EJERCICIO: Continúa el texto sobre la concepción de la democracia en Rancière a partir de su última oración.

TEXTO SELECCIONADO:
========================================

La propuesta de huelga que defiende Savater no me parece lo fundamental de su artículo, sino sólo una ocasión que éste toma para ejemplificar la teoría de Rancière, así que nos ahorraremos la discusión de aquella. En cambio, vamos a escoger una obra reciente de este autor para discutir, brevemente, su teoría política y, en concreto, su teoría de la democracia: «El odio a la democracia» (Amorrortu, 2006).
Vayamos primero al punto en el que Rancière hace su distinción entre política y policía: «Hay modelos de gobierno y de prácticas de autoridad basados en tal o cual distribución de lugares y de competencias. Esta es la lógica que, por mi parte, he propuesto pensar bajo el término policía» (p. 71). «Un poder político significa, en última instancia, el de quienes no tienen razón natural para ser gobernados» (p.72). Pero vamos a centrarnos en la concepción de la democracia de Ranciere, puesto que es ahí donde encontramos las tesis de Rancière que Savater repite, y que constituyen lo fundamental de su artículo. Rancière introduce el tema haciendo referencia a la lista de principios o «títulos» políticos que recoge Platón en el libro III de Las Leyes: la paternidad, la vejez, el señorío, el nacimiento, la «ley de la naturaleza» o la fortaleza, la sabiduría y, por último, «el título de autoridad que lleva el nombre de «amado por los dioses», la elección del dios azar, el sorteo, que es el procedimiento democrático» (p. 62). A partir de aquí, Rancière centra su concepción de la democracia en el procedimiento democrático del sorteo: «Pues bien, el único que queda es el título anárquico, el título propio de aquellos que no tienen más título para gobernar que para ser gobernados» (p.70). «El escándalo de la democracia, y del sorteo, que es su esencia, es revelar que ese título no puede ser sino la ausencia de título; que, en última instancia, el gobierno de las sociedades no puede descansar más que en su propia contingencia» (p. 80). Pasaremos por alto algunas observaciones del autor acerca del procedimiento del sorteo que nos parecen acertadas, por ser otro el motivo de este artículo. Tampoco se trata de hacer aquí una crítica de la teoría política de Rancière, sino sólo de aquellas afirmaciones de Ranciere que Savater repite: «Éste es el principio paradójico que se presenta cuando el principio del gobierno se separa del de las diferencias naturales y sociales, es decir: cuando hay política» (…) «la condición para que un gobierno sea político es que esté fundado en la ausencia de título para gobernar» (p. 67). «El poder del pueblo no es el de la población reunida, el de su mayoría o el de las clases trabajadoras. Es simplemente el poder propio de quienes no tienen más título para gobernar que para ser gobernados» (p. 71).

========================================

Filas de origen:
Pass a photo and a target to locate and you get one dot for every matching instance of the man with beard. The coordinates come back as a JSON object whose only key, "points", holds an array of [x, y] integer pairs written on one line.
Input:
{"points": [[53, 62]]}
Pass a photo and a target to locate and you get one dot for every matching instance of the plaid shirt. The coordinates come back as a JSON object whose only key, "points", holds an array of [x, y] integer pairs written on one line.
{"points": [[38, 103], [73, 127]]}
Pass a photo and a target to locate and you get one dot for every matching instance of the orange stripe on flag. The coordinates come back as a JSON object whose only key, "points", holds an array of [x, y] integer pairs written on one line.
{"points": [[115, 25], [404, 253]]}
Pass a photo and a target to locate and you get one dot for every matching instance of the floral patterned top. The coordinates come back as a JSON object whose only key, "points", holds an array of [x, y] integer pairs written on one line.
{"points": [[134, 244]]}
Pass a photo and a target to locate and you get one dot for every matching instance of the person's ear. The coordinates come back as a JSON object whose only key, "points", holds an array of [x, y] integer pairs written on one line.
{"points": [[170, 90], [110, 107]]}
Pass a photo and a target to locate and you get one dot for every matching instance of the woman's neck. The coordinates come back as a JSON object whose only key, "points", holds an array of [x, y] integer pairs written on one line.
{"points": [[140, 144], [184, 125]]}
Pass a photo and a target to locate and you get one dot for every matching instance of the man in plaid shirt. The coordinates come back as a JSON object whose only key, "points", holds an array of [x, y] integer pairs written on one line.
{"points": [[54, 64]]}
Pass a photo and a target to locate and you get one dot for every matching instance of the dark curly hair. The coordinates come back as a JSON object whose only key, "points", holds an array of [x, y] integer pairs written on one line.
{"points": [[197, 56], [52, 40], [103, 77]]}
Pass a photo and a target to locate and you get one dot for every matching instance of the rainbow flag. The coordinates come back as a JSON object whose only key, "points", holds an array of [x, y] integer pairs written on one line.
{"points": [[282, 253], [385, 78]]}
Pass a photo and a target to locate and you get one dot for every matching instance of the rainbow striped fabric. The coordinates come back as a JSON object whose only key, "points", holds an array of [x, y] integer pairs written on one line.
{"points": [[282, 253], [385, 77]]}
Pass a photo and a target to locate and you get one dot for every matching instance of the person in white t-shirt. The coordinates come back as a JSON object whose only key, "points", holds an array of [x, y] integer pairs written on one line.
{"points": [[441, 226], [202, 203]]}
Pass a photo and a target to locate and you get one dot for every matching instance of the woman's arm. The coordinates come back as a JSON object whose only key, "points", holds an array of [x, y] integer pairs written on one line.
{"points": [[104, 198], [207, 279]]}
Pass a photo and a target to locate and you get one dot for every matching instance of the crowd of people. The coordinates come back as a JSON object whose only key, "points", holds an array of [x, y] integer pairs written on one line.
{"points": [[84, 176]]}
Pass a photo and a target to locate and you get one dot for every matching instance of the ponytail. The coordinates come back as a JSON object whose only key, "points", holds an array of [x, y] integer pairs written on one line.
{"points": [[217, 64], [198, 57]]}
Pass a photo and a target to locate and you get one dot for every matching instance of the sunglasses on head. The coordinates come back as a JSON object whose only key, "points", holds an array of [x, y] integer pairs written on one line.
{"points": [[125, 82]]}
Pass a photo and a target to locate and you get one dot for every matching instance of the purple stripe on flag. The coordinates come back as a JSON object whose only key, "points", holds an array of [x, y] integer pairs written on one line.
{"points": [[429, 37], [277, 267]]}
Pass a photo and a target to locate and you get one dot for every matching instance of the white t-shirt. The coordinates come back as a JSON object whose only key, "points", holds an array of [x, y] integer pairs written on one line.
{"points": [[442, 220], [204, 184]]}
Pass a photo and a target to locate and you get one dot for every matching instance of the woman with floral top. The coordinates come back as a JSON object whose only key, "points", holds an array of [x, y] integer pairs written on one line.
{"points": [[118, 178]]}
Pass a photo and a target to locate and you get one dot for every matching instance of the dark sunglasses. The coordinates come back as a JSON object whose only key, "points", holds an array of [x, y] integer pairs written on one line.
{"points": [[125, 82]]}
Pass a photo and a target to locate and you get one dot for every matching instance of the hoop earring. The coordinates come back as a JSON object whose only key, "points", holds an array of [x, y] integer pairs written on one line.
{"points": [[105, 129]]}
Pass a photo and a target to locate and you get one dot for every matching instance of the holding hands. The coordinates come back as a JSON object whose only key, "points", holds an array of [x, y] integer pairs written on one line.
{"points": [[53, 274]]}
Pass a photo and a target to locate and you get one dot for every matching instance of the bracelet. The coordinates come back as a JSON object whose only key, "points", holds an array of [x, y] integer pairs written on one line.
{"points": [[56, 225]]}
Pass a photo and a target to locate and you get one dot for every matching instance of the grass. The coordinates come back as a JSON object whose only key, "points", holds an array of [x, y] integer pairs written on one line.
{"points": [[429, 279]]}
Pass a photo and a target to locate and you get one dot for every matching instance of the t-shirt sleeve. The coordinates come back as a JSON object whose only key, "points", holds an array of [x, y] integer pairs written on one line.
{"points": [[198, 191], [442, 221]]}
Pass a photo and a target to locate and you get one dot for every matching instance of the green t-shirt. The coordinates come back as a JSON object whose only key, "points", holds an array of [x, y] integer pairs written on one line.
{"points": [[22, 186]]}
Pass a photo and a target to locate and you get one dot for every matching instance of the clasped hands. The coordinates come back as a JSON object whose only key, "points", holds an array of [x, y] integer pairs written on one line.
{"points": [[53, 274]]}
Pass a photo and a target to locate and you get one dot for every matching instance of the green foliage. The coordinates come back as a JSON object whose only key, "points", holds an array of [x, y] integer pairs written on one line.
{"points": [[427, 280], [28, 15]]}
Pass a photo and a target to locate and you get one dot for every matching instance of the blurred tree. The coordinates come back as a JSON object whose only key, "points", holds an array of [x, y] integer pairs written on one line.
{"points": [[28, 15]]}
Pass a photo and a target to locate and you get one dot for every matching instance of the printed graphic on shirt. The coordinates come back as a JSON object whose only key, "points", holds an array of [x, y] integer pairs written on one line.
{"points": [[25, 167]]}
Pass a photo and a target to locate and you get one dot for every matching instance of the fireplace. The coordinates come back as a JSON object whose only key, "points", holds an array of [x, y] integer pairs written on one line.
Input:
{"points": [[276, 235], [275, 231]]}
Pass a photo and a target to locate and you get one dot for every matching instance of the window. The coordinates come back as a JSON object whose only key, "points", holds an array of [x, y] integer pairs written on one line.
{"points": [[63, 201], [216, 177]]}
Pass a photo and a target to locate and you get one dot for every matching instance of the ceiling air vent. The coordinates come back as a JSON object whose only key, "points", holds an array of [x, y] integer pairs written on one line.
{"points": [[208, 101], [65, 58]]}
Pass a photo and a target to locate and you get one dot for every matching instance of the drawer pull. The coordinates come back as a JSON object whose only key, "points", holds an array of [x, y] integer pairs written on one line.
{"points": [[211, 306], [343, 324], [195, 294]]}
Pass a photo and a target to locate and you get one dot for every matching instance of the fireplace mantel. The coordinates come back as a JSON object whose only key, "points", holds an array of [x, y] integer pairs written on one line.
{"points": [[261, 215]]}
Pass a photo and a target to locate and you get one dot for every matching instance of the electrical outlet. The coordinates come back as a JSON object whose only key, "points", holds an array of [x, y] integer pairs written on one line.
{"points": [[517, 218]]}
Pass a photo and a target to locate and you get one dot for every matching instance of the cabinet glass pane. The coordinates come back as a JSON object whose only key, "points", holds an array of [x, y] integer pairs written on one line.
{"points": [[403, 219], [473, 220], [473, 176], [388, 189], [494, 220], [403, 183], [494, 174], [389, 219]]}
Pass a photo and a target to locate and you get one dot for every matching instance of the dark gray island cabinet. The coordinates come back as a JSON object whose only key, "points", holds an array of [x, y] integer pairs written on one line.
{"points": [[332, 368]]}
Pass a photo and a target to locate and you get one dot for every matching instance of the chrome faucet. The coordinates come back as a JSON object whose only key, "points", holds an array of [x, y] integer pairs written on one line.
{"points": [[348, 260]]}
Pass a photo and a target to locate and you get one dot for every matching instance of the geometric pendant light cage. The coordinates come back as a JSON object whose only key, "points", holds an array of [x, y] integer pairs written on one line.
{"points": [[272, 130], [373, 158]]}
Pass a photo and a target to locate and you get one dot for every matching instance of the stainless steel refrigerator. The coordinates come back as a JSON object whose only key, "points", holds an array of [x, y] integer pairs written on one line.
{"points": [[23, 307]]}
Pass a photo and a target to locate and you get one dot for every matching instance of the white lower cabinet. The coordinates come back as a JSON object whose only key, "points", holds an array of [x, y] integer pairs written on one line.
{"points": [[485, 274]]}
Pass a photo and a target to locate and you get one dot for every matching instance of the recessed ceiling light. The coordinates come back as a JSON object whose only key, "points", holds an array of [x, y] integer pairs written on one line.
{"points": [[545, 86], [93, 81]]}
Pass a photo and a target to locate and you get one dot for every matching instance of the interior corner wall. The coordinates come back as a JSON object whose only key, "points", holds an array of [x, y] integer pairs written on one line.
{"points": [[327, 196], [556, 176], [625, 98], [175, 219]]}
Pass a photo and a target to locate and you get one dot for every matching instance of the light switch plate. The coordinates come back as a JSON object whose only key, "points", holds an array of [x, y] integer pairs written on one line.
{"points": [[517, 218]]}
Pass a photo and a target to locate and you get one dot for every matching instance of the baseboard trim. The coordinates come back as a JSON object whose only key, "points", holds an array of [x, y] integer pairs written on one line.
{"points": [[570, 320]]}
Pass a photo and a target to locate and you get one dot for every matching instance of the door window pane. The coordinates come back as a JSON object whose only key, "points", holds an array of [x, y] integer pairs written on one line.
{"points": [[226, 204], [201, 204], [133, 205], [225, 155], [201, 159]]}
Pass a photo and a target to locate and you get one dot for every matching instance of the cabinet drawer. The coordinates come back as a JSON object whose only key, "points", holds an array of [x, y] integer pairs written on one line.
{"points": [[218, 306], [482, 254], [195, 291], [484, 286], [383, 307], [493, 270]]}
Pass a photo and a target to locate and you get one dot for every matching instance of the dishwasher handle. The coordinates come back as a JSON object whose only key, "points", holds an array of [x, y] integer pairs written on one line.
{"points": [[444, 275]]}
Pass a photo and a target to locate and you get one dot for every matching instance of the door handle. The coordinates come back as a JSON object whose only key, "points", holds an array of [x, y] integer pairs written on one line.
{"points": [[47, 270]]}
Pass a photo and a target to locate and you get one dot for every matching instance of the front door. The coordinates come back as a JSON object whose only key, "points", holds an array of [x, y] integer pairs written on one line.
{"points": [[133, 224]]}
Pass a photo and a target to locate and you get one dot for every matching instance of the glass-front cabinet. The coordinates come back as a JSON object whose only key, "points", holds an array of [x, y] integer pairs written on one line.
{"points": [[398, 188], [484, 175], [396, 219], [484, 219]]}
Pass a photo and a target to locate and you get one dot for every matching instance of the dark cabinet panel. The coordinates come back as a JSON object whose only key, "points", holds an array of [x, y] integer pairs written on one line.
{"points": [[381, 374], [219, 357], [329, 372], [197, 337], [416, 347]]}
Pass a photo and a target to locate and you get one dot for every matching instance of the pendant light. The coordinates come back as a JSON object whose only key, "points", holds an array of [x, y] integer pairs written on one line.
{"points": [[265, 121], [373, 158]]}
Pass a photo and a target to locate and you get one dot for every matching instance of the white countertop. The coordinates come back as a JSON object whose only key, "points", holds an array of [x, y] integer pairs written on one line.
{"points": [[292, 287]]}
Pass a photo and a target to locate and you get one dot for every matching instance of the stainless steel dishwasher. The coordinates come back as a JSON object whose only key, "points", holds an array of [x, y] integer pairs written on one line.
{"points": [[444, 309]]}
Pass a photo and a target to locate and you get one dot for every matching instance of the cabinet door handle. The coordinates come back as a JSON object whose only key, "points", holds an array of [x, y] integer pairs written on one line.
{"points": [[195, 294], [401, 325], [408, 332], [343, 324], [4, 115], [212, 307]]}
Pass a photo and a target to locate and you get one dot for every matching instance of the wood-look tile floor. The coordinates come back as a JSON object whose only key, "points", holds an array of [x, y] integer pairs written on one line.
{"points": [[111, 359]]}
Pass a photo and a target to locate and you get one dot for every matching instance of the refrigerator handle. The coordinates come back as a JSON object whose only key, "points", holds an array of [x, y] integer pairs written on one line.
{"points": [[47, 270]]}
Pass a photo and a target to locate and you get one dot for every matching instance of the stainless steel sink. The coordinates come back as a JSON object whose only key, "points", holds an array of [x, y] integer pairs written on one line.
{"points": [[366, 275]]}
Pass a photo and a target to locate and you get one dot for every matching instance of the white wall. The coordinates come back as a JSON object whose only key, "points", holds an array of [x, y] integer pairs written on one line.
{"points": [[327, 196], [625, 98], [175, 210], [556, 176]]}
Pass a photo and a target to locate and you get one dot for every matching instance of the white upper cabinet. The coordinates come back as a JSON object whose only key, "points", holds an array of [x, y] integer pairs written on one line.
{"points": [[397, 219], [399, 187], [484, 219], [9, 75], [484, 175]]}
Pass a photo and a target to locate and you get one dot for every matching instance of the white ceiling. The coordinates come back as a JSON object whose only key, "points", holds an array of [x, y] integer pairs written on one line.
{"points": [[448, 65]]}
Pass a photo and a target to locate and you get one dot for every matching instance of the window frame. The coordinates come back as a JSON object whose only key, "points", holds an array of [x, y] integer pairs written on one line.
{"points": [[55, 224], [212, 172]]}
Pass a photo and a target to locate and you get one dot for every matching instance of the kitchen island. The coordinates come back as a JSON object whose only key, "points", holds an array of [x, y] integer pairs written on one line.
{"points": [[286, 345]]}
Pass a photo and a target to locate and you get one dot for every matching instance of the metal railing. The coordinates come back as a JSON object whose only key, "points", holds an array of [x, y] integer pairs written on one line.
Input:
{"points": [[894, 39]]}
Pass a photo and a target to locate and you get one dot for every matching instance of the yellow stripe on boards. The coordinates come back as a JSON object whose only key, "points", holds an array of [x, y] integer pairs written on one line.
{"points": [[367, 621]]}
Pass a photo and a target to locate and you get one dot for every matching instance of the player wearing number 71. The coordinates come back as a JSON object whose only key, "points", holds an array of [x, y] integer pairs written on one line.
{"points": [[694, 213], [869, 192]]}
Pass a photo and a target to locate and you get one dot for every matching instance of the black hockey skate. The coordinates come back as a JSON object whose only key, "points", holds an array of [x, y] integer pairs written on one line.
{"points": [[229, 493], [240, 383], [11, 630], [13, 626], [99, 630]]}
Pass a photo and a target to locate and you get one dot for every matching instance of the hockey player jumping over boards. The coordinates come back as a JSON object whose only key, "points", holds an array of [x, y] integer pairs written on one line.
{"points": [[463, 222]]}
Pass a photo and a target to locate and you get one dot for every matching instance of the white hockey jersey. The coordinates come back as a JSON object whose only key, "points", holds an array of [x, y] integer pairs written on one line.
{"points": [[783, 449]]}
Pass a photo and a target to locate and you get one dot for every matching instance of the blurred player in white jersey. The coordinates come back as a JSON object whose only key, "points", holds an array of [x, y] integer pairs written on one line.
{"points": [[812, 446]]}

========================================

RESPUESTA:
La operación de Rancière puede resumirse en dos pasos: primero, hacer del sorteo el procedimiento fundamental y propio de la democracia: el «principio anárquico» de la democracia; segundo, concebir la democracia, no como un régimen político, sino como el fundamento de todo régimen político, es decir, como «democracia fundamental». La concepción de Rancière tiene la ventaja de incidir en la importancia del procedimiento democrático del sorteo, y contiene, como hemos dicho, algunas observaciones acertadas al respecto. Pero esta consideración exclusiva del sorteo como el «principio anárquico» de la democracia le conduce, en primer lugar, a la desconsideración de otros procedimientos democráticos, como los procedimientos asamblearios, la temporalidad, la rotación y la revocabilidad de los cargos, etc. En segundo lugar, le conduce al rechazo del concepto mismo de la democracia como «gobierno del pueblo» (o, algo más propiamente, como «poder del pueblo»), esto es: como un régimen de clase, como una forma de Estado, es decir, de dominio de una clase sobre otra. La noción indefinida de «pueblo» no debe ocultarnos que la democracia ha sido, históricamente, un régimen de clase: el «pueblo» era, en la antigua Atenas, la clase de los varones, hijos de atenienses, propietarios libres; mujeres, esclavos y extranjeros no tenían derechos de participación política en la democracia ateniense. (El procedimiento del sorteo, dicho sea de paso, tenía, precisamente, la función de asegurar el carácter de clase del régimen). Tomando un ejemplo moderno, la democracia soviética fue, en sus inicios, también un régimen de clase: una democracia, en este caso, obrera.
Pero, en el fondo, la cuestión que venimos tratando forma parte del viejo debate entre anarquismo y marxismo. La cuestión política central de la vieja polémica es la de los medios para llegar al comunismo, es decir, en términos marxianos, la cuestión del socialismo. Pero a la base de esta cuestión está la teoría social: económica, histórica y política (incluso antropológica) de ambas doctrinas. Las diferencias pueden verse, sobre todo, en torno a la teoría del Estado. Tanto para el anarquismo como para el marxismo, el comunismo implica la desaparición del Estado. Pero para el marxismo es necesario, entre el capitalismo y el comunismo, un período de transición, el socialismo, conducido por un Estado obrero bajo la forma de una dictadura del proletariado, es decir, de una democracia obrera. Las razones de la necesidad de este Estado son las siguientes: Para llegar al comunismo, es decir, a la sociedad sin clases, es necesario vencer la resistencia de la clase capitalista a dejar de existir como clase. Sólo la clase asalariada puede conducir, a través de su Estado, al comunismo, puesto que es la clase mayoritaria en la sociedad capitalista y, junto con ello, porque es la única que no perdería nada, sino que ganaría, con la socialización de los medios de producción (por ello el Estado socialista debe ser un Estado obrero). La forma del Estado obrero debe ser la democracia obrera, puesto que la democracia es el régimen político consistente en el dominio de una clase (en este caso mayoritaria), en su conjunto, sobre otra. (Sobre la democracia, ver: http://www.rebelion.org/noticia.php?id=64447).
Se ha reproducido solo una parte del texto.